Tuesday, June 27, 2023

Al-makhdu’un / The Dupes (2023 restoration by The Film Foundation’s World Cinema Project)


Tewfik Saleh: المخدوعون / Al-makhdu’un / The Dupes (SY 1972).

المخدوعون / Petetyt / De bedragna / Gli ingannati / Les Dupes.
    Syria 1972. Director: Tewfik Saleh. Sog.: dalla novella Rijāl Fī Al-Shams (Men in the Sun, 1963) di Ghassan Kanafani. Scen.: Tewfik Saleh. F.: Bahgat Heidar. M.: Farin Dib, Saheb Haddad. Mus.: Solhi El-Wadi. Int.: Mohamed Kheir-Halouani (Abou Keïss), Abderrahman Alrahy (Abou Kheizarane), Bassan Lofti Abou-Ghazala (Assaad), Saleh Kholoki (Marouane), Thanaa Debsi (Om Keïss). Prod.: National Film Organization (Siria). DCP. D.: 107’. Bn.
....
Copy out the entire film listing for The Dupes word for word. The records after this come from a separate source.

Data excerpts:
....
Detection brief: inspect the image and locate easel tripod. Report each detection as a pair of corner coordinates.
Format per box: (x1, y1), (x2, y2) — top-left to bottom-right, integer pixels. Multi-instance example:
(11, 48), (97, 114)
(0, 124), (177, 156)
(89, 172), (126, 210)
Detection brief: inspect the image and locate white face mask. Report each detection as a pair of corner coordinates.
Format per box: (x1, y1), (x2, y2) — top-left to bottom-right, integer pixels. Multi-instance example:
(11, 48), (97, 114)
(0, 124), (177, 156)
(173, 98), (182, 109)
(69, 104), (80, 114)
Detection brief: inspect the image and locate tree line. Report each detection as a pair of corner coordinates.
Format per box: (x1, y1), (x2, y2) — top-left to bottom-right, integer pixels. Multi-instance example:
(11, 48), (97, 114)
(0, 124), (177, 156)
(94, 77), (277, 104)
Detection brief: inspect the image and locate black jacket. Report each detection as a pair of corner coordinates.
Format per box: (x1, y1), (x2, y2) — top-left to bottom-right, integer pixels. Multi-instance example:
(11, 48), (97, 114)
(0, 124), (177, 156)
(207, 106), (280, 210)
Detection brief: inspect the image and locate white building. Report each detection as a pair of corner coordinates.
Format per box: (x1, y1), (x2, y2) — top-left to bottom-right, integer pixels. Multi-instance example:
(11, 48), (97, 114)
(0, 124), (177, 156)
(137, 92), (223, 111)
....
Result:
Tuesday, June 27, 2023

Al-makhdu’un / The Dupes (2023 restoration by The Film Foundation’s World Cinema Project)


Tewfik Saleh: المخدوعون / Al-makhdu’un / The Dupes (SY 1972).

المخدوعون / Petetyt / De bedragna / Gli ingannati / Les Dupes.
    Syria 1972. Director: Tewfik Saleh. Sog.: dalla novella Rijāl Fī Al-Shams (Men in the Sun, 1963) di Ghassan Kanafani. Scen.: Tewfik Saleh. F.: Bahgat Heidar. M.: Farin Dib, Saheb Haddad. Mus.: Solhi El-Wadi. Int.: Mohamed Kheir-Halouani (Abou Keïss), Abderrahman Alrahy (Abou Kheizarane), Bassan Lofti Abou-Ghazala (Assaad), Saleh Kholoki (Marouane), Thanaa Debsi (Om Keïss). Prod.: National Film Organization (Siria). DCP. D.: 107’. Bn.